> [TEXTO PROPORCIONADO]
↓↓↓

No me lea hoy si busca algo para distraerse.
No me lea si desea leer algo trivial, o para pasar el rato.
No me lea, tampoco, si busca algo para reflexionar, o algo interesante.
Hoy no tengo nada que decir. Nada que parezca medianamente importante.
Tampoco se me ocurre nada que pudiera ser divertido y le deje el alma con un buen sabor.
Y es que hoy mi sabor es entre salado y amargo. Y mi cabeza da vueltas por las cosas que me suelen importar, pero no se queda en ninguna por mucho tiempo. Es más, a veces pasa de largo en un tema como si nunca me hubiese importado.
Mi hijo Alejandro cumple dos años de haber fallecido de cáncer.
Cuando alguien muere de esa enfermedad, algunas personas dicen: “perdió la batalla contra el cáncer”. Y a mí me molesta esa frase. No porque no sea una batalla. En mi experiencia lo es. Y es devastadora. Como todas las batallas.
Pero la frase implica que esa persona fue derrotada. Como si no hubiera hecho lo suficiente o lo necesario.
Y con mi hijo aprendí que querer vivir, a veces no es ni remotamente suficiente. Que soportar cada milímetro de indicación médica, no basta. Que ni todos los deseos ni todo el amor ni todos los cuidados ni todas las oraciones a Dioses y Diosas de todas las creencias alcanzan.
Hay enfermedades que llegan por sorpresa, como una pesadilla, y cuando despiertas se han llevado parte de tu corazón sin miramientos.
Nuestro amado Alejandro murió hace dos años tras un durísimo tratamiento que no pudo, ni por asomo, detener un cáncer que apareció en su vida ocho meses antes.
La vida de mi familia dio un vuelco inesperado. Ni en mis peores fantasías catastróficas imaginé tener que acompañar a mi hijo en sus mejores 30 años por un camino de infierno y despedirme de él en una cama de hospital a las 9:45 de la noche.
Desde entonces mi vida tiene un antes y un después.
No es que no hubiese tenido parteaguas. Tengo varios. Ser madre es uno de ellos. Y uno muy grande. Pero quedar deshijada es uno enorme.

↑↑↑

Entradas de datos almacenadas:
↓↓↓

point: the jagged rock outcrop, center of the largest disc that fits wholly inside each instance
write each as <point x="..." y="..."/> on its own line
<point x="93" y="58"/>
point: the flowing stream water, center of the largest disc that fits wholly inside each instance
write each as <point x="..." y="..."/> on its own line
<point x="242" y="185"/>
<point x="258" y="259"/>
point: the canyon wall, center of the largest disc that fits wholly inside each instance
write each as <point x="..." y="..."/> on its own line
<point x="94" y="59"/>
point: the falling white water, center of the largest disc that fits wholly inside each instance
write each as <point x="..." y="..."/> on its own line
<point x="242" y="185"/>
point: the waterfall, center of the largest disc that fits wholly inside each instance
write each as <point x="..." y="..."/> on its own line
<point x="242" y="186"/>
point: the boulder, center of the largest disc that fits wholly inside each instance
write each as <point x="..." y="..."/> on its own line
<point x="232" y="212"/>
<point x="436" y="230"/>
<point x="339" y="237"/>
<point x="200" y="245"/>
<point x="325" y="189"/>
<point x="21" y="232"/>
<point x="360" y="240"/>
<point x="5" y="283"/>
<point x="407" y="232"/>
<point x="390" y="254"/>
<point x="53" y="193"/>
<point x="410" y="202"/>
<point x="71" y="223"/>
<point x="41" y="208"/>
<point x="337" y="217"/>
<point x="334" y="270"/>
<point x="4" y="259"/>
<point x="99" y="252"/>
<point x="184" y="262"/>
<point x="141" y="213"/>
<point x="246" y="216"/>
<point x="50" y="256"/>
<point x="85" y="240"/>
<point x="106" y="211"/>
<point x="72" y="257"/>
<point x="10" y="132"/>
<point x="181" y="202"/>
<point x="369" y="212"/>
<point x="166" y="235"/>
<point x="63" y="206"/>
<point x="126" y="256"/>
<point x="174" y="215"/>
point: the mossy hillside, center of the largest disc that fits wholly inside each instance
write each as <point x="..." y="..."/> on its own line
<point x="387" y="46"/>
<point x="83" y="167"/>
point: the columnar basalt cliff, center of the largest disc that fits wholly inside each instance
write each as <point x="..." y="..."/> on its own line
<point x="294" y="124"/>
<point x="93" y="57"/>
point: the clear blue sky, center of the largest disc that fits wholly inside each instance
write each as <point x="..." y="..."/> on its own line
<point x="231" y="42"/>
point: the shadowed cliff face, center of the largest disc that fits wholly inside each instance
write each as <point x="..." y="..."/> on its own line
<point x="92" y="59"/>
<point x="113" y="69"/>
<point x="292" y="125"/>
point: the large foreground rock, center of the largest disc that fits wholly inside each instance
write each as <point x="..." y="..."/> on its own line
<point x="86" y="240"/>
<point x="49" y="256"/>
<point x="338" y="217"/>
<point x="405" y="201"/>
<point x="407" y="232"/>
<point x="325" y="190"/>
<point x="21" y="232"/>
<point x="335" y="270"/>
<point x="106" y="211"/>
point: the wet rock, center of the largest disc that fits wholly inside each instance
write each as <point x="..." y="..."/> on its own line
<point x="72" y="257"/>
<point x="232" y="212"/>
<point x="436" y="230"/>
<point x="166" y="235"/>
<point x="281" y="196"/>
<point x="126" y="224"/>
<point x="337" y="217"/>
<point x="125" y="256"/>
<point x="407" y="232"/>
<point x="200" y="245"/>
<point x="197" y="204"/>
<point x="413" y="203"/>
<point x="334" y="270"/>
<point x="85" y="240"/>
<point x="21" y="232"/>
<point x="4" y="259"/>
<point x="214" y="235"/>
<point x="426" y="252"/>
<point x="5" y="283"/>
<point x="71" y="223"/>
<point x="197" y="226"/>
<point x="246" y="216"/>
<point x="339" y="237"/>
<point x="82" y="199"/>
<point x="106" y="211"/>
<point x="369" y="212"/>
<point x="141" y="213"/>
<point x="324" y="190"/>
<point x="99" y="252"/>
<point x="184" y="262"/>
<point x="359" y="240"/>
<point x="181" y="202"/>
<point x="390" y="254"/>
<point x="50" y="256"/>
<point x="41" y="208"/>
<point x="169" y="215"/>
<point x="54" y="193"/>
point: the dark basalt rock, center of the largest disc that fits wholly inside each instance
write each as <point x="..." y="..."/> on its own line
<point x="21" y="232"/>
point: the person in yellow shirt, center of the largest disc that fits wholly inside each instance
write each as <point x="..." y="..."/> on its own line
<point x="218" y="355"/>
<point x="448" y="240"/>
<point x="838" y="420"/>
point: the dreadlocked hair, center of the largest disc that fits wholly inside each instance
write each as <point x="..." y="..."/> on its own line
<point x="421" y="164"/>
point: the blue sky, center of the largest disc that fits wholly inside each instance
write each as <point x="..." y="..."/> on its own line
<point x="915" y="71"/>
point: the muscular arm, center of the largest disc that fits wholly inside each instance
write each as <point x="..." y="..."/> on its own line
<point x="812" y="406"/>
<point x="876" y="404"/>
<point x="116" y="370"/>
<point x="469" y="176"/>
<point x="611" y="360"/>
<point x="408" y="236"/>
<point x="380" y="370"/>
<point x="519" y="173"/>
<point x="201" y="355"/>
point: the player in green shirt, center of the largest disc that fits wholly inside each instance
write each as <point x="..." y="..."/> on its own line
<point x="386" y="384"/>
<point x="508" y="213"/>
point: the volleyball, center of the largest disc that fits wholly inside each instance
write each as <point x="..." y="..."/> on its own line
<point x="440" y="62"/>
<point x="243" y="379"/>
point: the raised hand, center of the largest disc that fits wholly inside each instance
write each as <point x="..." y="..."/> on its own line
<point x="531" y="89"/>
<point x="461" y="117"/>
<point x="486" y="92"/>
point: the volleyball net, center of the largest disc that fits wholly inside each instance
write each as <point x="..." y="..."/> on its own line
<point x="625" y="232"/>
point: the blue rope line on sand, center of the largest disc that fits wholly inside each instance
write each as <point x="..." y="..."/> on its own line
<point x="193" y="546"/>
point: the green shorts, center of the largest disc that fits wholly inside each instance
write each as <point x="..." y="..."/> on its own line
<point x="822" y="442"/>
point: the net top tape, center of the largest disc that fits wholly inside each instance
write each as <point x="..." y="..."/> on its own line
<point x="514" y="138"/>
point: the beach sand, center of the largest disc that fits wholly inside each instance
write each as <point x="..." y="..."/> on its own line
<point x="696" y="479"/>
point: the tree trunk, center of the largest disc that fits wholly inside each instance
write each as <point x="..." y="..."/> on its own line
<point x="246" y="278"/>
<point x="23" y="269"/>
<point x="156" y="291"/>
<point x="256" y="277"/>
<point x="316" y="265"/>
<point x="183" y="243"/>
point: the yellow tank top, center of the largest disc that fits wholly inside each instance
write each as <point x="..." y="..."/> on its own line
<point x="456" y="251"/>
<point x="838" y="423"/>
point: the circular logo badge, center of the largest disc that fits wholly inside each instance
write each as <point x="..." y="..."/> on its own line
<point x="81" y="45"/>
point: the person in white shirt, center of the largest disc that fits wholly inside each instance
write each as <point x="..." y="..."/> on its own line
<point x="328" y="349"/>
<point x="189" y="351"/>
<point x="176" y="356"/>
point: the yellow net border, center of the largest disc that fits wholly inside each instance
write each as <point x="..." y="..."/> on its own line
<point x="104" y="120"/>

↑↑↑

> [ACCIONES REQUERIDAS]
- A) Reproduzca sin cambios el fragmento del texto sobre la pérdida de un hijo que empieza con "No me lea, tampoco, si" y sigue hasta "fallecido de cáncer.".
- B) Retome el texto sobre la pérdida de un hijo justo después de su última oración y continúelo.

> [RESULTADOS POR TAREA]
- A)
No me lea, tampoco, si busca algo para reflexionar, o algo interesante.
Hoy no tengo nada que decir. Nada que parezca medianamente importante.
Tampoco se me ocurre nada que pudiera ser divertido y le deje el alma con un buen sabor.
Y es que hoy mi sabor es entre salado y amargo. Y mi cabeza da vueltas por las cosas que me suelen importar, pero no se queda en ninguna por mucho tiempo. Es más, a veces pasa de largo en un tema como si nunca me hubiese importado.
Mi hijo Alejandro cumple dos años de haber fallecido de cáncer.

- B)
Aunque mi vida esté llena de actividades, intereses, pasiones diversas mucho más allá de ser madre, la muerte de Alex marcó un antes y un después. No como un reloj que se haya detenido. Sino como un cambio de época.
Acaso por eso hay veces que tras mirar una foto o que Face me recuerde algún evento, me parece que eso sucedió en otra vida, en otro tiempo, en otra dimensión, aunque la imagen me remita apenas cinco años atrás.
Y acaso también por eso, a veces me parezca que han pasado muchos años desde que murió. Y otras, se me figure que fue ayer.
El dolor no es la medida. Duele siempre. A veces más. A veces menos. Es que sin Alex el tiempo se volvió elástico. Como una liga. Se estira y se acorta a capricho.
La ausencia de mi hijo me pesa, me rompe, me duele. No siempre igual. A veces más, como cuando extraño su risa, su ironía; o cuando veo su letra en algún papel, o escucho una canción que le gustaba, o cuando me doy perfecta cuenta de que no está ni estará nunca más para jugar lotería campechana un domingo familiar.
O como en estas fechas en las que el calendario marca que han transcurrido dos años desde que murió.
Por eso le pedía que no me leyera. Hoy no tengo nada sino mi inmenso dolor.
Pero si contra toda advertencia llegó hasta este renglón, entonces abráceme. No me diga nada. Sólo abráceme.